A run of records
--------
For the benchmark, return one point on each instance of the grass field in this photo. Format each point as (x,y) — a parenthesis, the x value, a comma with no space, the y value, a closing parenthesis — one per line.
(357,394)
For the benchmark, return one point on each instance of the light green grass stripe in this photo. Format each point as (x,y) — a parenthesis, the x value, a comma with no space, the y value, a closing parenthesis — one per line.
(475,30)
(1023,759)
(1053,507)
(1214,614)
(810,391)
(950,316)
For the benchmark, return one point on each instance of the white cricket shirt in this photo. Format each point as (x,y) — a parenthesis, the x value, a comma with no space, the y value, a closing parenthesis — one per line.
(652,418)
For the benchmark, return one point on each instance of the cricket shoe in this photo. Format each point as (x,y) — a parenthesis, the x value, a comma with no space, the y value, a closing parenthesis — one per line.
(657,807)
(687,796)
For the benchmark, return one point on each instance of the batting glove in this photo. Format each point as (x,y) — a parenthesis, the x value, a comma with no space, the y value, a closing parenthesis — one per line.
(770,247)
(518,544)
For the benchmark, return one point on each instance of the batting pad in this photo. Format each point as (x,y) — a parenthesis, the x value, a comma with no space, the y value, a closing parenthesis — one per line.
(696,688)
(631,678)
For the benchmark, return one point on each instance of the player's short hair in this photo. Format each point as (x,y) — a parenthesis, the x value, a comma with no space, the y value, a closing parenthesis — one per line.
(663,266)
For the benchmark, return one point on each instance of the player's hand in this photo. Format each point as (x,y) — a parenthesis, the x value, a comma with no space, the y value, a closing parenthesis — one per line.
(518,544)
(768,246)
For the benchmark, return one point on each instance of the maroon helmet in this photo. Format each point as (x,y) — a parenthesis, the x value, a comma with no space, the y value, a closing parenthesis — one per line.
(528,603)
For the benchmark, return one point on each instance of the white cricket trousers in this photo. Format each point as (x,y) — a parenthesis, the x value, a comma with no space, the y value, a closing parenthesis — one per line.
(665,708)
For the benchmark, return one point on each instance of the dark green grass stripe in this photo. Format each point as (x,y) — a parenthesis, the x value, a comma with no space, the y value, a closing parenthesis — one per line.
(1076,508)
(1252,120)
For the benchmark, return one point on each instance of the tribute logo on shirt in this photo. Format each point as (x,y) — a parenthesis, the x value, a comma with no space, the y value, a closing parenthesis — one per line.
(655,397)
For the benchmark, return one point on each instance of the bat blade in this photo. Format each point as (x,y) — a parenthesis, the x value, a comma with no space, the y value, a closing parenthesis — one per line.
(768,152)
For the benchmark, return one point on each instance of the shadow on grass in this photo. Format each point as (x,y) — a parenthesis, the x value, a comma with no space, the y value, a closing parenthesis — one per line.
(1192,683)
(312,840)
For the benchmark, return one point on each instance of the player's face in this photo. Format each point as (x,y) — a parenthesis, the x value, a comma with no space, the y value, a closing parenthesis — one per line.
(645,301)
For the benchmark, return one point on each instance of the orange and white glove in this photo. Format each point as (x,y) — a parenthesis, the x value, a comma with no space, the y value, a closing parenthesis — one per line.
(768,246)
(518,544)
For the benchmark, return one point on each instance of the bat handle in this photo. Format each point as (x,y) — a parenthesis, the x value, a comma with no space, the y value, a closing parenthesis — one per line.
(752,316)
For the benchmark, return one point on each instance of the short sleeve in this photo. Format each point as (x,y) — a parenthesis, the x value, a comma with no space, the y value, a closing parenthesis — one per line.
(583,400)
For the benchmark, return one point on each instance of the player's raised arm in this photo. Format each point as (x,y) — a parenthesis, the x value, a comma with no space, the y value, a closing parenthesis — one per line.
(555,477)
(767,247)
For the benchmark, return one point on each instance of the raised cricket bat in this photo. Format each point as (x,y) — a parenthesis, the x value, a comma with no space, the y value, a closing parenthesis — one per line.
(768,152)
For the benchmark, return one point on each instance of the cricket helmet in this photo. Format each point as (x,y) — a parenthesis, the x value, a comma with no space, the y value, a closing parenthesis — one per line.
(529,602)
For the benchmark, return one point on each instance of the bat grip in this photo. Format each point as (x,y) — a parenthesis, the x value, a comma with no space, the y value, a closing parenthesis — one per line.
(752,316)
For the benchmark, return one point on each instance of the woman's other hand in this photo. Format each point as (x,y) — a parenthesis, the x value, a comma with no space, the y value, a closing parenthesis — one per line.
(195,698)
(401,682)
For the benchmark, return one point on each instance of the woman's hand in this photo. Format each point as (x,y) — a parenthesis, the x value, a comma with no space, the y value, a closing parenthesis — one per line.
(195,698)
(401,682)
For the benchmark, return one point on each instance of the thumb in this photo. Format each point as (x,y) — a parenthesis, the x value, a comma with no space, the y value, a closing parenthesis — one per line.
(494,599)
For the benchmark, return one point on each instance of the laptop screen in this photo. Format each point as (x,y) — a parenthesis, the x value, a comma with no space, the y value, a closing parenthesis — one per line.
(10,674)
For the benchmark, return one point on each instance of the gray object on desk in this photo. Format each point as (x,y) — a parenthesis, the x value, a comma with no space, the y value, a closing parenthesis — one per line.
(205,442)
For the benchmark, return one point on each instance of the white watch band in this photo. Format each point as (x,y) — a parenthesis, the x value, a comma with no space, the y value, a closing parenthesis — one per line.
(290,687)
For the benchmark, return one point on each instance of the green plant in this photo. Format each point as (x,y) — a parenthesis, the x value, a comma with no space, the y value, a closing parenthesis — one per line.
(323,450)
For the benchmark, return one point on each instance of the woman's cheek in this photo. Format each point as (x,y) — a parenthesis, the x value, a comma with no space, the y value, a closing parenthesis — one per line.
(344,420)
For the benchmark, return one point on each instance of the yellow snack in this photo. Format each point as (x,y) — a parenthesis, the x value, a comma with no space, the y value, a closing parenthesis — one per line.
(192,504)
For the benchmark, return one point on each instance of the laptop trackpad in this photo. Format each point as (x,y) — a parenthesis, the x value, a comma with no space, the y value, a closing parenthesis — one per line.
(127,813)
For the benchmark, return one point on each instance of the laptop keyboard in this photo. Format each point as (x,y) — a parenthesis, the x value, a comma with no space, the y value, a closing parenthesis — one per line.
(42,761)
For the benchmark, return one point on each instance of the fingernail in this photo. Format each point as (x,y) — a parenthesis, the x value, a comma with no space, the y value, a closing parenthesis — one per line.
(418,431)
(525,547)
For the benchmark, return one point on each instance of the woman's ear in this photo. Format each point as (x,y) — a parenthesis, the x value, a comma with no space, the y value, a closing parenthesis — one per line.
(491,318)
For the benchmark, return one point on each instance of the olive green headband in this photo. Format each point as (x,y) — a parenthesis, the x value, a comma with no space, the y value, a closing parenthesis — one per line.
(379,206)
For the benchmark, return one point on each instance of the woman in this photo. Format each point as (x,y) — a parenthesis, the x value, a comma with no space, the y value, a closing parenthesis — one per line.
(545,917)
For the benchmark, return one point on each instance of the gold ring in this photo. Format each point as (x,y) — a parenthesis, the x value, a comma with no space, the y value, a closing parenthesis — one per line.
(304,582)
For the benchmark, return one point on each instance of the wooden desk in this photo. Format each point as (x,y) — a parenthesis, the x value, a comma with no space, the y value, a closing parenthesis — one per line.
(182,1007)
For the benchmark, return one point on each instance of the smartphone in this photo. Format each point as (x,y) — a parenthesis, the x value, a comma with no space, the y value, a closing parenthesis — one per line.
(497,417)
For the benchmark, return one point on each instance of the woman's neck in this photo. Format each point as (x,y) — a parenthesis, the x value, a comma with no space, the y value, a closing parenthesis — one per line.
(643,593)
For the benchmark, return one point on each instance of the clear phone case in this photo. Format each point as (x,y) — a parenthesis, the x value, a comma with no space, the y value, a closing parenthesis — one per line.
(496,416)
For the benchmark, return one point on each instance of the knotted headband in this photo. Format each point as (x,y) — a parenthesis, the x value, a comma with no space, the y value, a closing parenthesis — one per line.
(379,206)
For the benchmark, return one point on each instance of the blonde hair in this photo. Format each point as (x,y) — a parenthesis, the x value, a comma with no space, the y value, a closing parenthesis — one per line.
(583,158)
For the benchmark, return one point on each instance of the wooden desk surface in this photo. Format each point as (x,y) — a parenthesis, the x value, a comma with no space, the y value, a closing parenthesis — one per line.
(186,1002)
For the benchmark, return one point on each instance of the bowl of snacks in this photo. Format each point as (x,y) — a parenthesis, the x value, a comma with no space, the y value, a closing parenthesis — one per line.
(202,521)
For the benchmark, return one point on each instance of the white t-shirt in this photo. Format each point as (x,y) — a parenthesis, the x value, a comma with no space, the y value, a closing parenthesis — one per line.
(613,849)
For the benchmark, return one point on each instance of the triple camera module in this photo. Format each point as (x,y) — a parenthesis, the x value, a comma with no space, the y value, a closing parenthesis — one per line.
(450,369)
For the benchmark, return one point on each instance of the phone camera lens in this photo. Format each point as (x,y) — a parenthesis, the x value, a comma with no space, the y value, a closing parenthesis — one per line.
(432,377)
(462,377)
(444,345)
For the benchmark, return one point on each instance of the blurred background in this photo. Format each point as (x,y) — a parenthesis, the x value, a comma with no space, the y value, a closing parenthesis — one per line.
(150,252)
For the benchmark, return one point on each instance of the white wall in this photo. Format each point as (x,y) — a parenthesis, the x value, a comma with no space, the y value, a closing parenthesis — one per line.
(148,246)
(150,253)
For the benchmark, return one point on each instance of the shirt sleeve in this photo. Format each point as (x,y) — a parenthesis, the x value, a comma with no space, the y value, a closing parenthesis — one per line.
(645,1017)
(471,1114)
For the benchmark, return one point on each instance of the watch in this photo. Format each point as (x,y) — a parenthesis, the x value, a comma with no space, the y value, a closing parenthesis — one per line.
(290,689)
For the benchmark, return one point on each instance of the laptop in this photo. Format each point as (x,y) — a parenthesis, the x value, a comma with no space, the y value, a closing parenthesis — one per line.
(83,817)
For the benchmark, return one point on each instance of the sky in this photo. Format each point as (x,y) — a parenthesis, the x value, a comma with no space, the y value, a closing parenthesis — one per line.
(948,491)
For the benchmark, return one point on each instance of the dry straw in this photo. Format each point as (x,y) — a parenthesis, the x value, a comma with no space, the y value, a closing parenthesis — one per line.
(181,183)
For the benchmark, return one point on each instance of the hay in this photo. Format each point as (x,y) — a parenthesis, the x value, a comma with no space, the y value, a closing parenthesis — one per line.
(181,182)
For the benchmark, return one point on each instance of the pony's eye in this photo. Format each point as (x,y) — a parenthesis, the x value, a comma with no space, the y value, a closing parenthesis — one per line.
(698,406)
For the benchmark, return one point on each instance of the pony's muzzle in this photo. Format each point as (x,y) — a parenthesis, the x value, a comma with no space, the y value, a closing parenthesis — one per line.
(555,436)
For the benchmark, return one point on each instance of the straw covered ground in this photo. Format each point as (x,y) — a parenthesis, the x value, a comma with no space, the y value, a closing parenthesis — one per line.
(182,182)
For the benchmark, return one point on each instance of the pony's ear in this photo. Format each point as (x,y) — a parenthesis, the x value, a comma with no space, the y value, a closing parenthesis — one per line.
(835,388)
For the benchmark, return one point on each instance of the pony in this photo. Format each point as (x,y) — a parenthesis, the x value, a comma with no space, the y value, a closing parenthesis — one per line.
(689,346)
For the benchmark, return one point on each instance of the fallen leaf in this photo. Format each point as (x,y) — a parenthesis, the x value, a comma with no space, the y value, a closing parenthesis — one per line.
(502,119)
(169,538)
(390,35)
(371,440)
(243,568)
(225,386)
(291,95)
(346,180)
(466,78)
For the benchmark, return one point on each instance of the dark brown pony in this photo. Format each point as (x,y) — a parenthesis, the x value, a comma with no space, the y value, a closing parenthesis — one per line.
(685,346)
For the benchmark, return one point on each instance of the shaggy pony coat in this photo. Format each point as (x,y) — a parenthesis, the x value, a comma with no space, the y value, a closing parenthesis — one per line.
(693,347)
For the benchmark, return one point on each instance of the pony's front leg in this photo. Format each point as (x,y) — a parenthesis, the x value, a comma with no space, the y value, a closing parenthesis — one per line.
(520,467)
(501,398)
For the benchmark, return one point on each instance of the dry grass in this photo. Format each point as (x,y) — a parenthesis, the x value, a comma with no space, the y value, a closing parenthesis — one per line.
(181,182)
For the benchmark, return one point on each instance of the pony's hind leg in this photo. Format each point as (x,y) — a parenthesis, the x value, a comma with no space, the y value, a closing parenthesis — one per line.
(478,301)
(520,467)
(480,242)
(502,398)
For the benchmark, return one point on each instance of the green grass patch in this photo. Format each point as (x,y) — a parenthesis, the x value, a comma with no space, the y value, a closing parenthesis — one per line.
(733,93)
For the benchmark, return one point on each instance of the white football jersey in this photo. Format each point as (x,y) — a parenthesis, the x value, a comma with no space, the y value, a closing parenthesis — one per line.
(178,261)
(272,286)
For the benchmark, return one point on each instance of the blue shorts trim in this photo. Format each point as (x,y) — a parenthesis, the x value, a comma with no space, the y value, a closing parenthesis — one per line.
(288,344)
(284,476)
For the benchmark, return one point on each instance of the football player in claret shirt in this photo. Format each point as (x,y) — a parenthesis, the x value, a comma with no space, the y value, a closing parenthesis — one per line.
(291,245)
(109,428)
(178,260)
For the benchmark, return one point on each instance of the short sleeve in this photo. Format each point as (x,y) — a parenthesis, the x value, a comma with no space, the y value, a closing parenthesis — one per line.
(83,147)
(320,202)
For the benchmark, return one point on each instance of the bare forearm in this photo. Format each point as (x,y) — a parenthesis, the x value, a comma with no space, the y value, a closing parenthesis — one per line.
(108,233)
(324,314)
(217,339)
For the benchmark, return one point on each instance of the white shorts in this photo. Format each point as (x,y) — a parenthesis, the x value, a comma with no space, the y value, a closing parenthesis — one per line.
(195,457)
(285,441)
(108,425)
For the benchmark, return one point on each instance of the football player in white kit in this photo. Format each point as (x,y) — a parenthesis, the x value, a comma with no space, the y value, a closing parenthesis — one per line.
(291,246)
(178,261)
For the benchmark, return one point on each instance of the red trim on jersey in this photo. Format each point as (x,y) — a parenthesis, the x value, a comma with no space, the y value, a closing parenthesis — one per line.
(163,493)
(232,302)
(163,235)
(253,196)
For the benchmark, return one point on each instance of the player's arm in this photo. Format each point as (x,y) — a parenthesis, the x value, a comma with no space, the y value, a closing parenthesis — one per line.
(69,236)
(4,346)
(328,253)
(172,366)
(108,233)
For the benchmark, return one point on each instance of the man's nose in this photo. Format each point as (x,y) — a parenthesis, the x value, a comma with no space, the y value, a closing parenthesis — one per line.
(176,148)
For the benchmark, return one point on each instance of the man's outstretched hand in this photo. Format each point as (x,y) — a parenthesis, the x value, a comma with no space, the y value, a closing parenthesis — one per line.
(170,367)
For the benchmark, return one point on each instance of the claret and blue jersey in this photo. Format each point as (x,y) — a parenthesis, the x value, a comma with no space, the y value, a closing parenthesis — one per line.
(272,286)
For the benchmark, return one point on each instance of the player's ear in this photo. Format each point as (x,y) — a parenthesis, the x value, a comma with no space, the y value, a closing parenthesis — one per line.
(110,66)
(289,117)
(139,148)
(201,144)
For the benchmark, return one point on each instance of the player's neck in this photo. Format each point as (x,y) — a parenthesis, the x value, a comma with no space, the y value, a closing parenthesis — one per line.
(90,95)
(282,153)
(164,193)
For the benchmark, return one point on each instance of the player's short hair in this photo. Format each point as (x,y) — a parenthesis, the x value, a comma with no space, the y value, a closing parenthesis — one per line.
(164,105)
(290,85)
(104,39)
--------
Given exercise >> Repeat only the lines from the one holding "the player's ear" through the last line of the data.

Reply to the task >>
For the benchmark, return one point on each instance of the player's ear in this photo. Format each point as (x,y) — a parenthesis, the x value, a comma with no space, the y value, a closing parenthesis — one per line.
(110,66)
(289,117)
(139,148)
(201,144)
For the benchmark, return one point on each instance of the player's neck in this photo. Format each point as (x,y) — a parenthesis, the x value, a comma with no space, the y value, a closing parenthesis — one per line.
(90,95)
(282,153)
(164,193)
For the benchmark, return one point on each instance of the player's short hair in this photo. Format each point as (x,y) — a parenthesis, the x value, a comma with no space, the y value, a closing parenthesis — one per line.
(164,105)
(290,85)
(104,39)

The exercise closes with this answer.